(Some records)
──────────

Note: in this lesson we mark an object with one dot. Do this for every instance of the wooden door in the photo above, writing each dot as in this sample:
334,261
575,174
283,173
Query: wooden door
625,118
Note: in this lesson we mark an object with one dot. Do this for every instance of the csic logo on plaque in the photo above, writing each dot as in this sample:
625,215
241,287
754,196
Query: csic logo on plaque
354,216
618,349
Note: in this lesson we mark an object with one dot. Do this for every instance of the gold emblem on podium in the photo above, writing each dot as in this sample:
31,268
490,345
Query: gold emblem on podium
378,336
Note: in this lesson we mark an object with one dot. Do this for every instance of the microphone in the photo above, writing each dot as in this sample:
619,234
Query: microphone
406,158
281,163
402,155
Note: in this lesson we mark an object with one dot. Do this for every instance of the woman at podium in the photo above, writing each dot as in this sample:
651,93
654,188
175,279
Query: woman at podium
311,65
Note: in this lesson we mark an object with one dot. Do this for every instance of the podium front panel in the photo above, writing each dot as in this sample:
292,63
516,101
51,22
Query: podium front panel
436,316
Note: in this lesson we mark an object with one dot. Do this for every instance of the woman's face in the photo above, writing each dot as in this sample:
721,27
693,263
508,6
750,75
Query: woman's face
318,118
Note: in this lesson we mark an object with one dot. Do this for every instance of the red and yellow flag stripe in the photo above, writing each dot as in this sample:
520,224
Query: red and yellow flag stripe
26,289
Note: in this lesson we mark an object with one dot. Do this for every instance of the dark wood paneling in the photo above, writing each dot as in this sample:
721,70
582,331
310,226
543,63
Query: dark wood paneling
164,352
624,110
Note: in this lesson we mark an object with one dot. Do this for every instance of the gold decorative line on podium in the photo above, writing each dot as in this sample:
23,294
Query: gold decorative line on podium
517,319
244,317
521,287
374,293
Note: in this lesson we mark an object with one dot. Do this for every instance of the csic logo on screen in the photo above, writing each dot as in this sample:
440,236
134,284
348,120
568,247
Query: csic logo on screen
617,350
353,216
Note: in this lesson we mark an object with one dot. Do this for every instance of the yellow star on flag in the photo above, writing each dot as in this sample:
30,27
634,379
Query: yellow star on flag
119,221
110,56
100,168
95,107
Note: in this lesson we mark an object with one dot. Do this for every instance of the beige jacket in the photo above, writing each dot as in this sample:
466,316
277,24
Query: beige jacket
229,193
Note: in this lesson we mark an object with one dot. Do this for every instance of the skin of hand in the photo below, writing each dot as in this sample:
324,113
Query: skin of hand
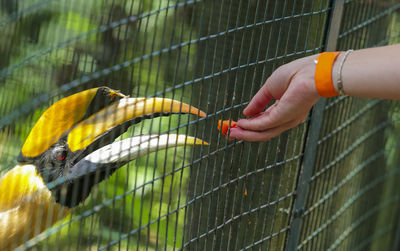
292,87
369,73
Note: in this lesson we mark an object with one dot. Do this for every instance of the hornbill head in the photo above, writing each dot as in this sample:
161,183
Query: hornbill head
72,148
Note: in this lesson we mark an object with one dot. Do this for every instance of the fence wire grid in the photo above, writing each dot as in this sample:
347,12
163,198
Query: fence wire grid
327,184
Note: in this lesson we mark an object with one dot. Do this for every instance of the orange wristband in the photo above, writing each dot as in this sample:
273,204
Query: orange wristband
323,74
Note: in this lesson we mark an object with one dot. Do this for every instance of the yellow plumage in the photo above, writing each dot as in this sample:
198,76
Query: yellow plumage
26,206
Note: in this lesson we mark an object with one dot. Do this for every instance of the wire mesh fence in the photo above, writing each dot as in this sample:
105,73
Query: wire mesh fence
329,183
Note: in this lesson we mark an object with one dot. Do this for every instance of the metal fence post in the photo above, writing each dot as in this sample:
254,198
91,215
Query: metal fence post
306,170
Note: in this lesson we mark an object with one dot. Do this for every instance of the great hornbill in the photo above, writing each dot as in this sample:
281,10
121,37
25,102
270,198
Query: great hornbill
70,149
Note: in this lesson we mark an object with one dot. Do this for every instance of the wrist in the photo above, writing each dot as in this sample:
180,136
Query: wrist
335,70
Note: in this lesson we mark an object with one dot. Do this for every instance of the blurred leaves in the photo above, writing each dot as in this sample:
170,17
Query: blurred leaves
121,44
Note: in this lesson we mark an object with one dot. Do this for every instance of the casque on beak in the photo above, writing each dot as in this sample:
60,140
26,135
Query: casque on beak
72,143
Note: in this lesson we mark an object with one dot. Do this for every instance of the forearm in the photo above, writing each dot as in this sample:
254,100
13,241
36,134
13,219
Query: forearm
373,72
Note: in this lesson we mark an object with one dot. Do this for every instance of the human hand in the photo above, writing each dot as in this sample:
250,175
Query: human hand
293,87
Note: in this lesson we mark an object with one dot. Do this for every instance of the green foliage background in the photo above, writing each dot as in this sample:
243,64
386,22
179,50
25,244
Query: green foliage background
47,45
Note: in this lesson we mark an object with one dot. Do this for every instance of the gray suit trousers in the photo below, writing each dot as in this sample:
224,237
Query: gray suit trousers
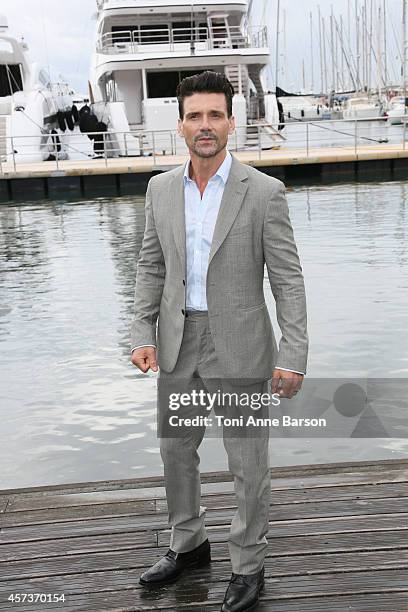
197,368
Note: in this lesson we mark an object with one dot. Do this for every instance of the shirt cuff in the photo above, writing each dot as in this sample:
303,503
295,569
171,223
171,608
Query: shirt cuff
287,370
142,346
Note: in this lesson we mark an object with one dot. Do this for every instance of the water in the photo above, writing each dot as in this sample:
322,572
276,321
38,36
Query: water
74,409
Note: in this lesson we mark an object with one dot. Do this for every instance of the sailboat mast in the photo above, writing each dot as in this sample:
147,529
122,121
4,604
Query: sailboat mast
311,53
277,46
404,48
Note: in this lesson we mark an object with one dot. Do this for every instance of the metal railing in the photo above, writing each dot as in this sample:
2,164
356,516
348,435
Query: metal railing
306,138
171,39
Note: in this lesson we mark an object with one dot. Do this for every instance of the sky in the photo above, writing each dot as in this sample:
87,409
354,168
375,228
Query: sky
60,35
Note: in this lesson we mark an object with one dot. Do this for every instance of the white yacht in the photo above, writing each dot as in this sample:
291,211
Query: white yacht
362,107
36,117
144,48
396,110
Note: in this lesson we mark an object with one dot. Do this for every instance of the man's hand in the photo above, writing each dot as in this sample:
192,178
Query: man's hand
286,384
145,358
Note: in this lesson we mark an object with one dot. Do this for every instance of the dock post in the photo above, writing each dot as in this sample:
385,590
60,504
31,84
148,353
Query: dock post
12,150
259,141
56,153
154,149
307,139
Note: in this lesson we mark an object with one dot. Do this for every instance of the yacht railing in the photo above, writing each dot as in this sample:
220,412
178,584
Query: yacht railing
174,39
301,141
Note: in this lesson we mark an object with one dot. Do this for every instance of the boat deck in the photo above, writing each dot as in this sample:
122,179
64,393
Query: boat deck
264,158
337,541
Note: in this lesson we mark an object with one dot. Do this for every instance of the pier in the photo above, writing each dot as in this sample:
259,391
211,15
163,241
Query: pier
130,175
337,541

──────────

What you will do:
Reproduce the entries exactly. Do not carry over any picture.

Exercise response:
Note: in this lesson we mark an object with one dot. Do this for every instance of the wooden door in the photo above, writing each dot as in this sample:
334,261
575,174
283,173
Query: wooden door
625,118
Note: in this lesson we mark an object with one dot. Do this for every instance of the csic logo on plaque in the photo above, writing each dot as in this sample:
625,215
241,287
754,196
Query: csic logo on plaque
354,216
618,349
Note: in this lesson we mark an object with one dot. Do this for every instance of the gold emblem on podium in the photo above, writing each dot as in this sample:
31,268
490,345
Query: gold emblem on podium
378,336
Note: in this lesson we mark an object with one dot. Do this for every instance of the microphone in the photo above, writing each dot as in this sample:
619,234
Query: microphone
406,158
281,163
402,155
Note: in this lesson we mark an object with one dot. Do this for every instance of the woman at podium in the photo above, writing each dot as in this sample:
651,93
654,188
175,279
Query: woman at podium
311,65
Note: in this lesson we mark an object with one dot. Do this for every instance of the podium front panel in the photo above, writing each dot as in this sample:
292,63
516,101
51,22
Query: podium front panel
436,316
Note: in this lesson we mark an object with one dot. Do this for every instance of the woman's face in the photo above, writing each dot as in this sample:
721,27
693,263
508,6
750,75
Query: woman's face
318,118
Note: in this lesson we mark an object with one dot. Do this for every instance of the red and yellow flag stripe in the photo above, writing each dot as in this sample:
520,224
Query: red and yellow flag stripe
26,289
Note: in this lesson we mark an object with one dot. Do this for every instance of the dark wood paneling in the photo above, writing each dot as in this sample:
721,70
582,331
310,226
543,63
Query: dark wood paneling
164,352
624,110
Note: in this lesson we mark an object with one dot. Do this for every instance of the gold decorative line on podium in the photo above, writing each dot as in this sample:
23,294
Query: gold decorative line on podium
517,319
244,317
521,287
374,293
Note: in this lesson we mark an object with one dot. Do this for every instance of the csic logo on screen in the photo above, writing each dot as in this sample:
440,236
134,284
348,120
568,247
Query: csic logo on screen
617,350
353,216
Note: in this lesson we mark an object with one dot. Do this for every instance of the yellow star on flag in the photo above, writing each dot as in this sample:
30,27
634,379
Query: yellow star on flag
119,221
110,56
100,168
95,107
Note: in this lesson we mark an object with one dot. Do this for every instance of the beige jacket in the photo above, writing each dot as in this sample:
466,316
277,24
Query: beige jacket
229,193
Note: in this lesson we mark an object with one dot. Do this for every instance of the skin of hand in the photo below, writing each dot as in this sample:
324,113
Query: skin of hand
292,87
369,73
Note: in this lesson we mark an object with one dot. Do this for every instance of the hornbill head in the photo above, writing each dot as in this sample:
161,183
Query: hornbill head
72,148
Note: in this lesson we mark an object with one dot. Do this for every instance of the fence wire grid in the photo above, writing each dot as in this sample:
347,12
163,198
Query: fence wire grid
327,184
Note: in this lesson we mark an object with one dot. Do this for every instance of the orange wristband in the photo above, writing each dot as in this sample:
273,204
Query: orange wristband
323,74
Note: in this lesson we mark an object with one dot. Do this for every instance of the yellow plumage in the photo above, writing each dot as in this sample:
198,76
Query: yellow plumage
26,206
Note: in this lesson we mark an object with one dot. Do this for every instance of the wire mesh fence in the photo above, writing each dot as in this sample:
105,73
Query: wire mesh fence
329,183
Note: in this lesson we mark an object with one dot. Do this for every instance of the metal fence post in the photo above, writing each dot as in this sample:
254,198
91,215
Query: metal fence post
306,170
Note: in this lesson we mark an object with one dot. Do this for every instance of the great hornbill in the photo above, writing each dot as in this sample:
281,10
121,37
25,102
270,198
Query: great hornbill
70,149
Note: in this lesson we mark an object with one dot. Do this for every instance of the wrist in the photo above, writing each dot as in this sample:
180,136
Query: wrist
335,70
Note: in this lesson we mark an object with one dot. Do this for every instance of the blurred leaves in the photo above, writing each dot as in this sample:
170,17
Query: blurred leaves
121,44
Note: in this lesson we mark an object with one dot. Do this for every instance of the casque on beak in the photo above, writing each dot as in this sample:
60,140
26,135
Query: casque on beak
72,143
Note: in this lesson we mark an object with one dot. Do this for every instance of the forearm in the photo above, writing each dot as in this sample:
254,100
13,241
36,134
13,219
Query: forearm
373,72
Note: in this lesson we mark an object with one dot. Do this for every instance of the human hand in the photo above, writing each dot as in this sample:
250,175
Query: human hand
293,87
Note: in this lesson we mark an object with one dot. Do this for every instance of the green foliage background in the photo above, writing each dot as in this sample:
243,64
386,22
179,50
25,244
Query: green foliage background
47,45
Note: in this lesson we mark an object with one dot. Do this for every instance of the gray suit trousers in the photo below, writing each dot as in this sample:
224,237
Query: gray suit trousers
197,368
Note: in this lesson we mark an object with one dot. Do this for every instance of the shirt cuff in the photo above, writing each dot as in this sample:
303,503
295,569
171,223
171,608
Query: shirt cuff
287,370
142,346
Note: in this lesson we mark an object with one dot. Do this for every instance of the water in the photo above, writing each dot as in this sample:
322,572
276,321
38,36
Query: water
74,409
Note: in this lesson we mark an object with one dot. Do this for every instance of the sailboat mast in the photo above, writing each dot as in this sample:
147,529
122,121
4,604
Query: sailboat mast
311,53
277,46
404,48
Note: in this lesson we mark an object with one dot. Do this for every instance of the metal railing in the photo above, writing each dot as in this sample:
2,164
356,516
348,435
Query: metal railing
306,138
171,39
Note: in this lesson we mark an object with one dot. Do this for every instance of the sky in the photo above, writing each dot as in this sample:
87,409
354,168
375,228
Query: sky
60,35
Note: in this lesson we mark an object with one dot. Do this for every instance of the white yacht in the photo above, writing each dot as in this sample:
291,211
Query: white yacht
362,107
36,117
144,48
396,110
Note: in this lesson we mark an object with one dot. Do this for every instance of the man's hand in the photo above, writing each dot as in this sample:
192,178
Query: man's hand
286,384
145,358
Note: in this lesson we mark an object with one dot. Do this for every instance of the dock post in the photo above, writing each dot as in this sample:
385,590
60,504
31,84
148,353
Query: dock post
12,150
259,141
56,153
154,149
307,139
Note: in this lesson we mark an object with one dot. Do this for every instance of the yacht railing in the photo above, writing each dot as in this sample:
220,412
178,584
Query: yacht railing
174,39
301,141
Note: in this lesson we mark an object with one dot. Do this for every instance of the boat deck in the photo above, writing each dot as in this sample:
122,179
64,393
Query: boat deck
264,158
337,541
Note: in this lesson we mark an object with one dot. Do this for every instance of the pier in the photo above, writing each dot as in this sample:
259,391
211,15
163,241
Query: pier
130,175
337,541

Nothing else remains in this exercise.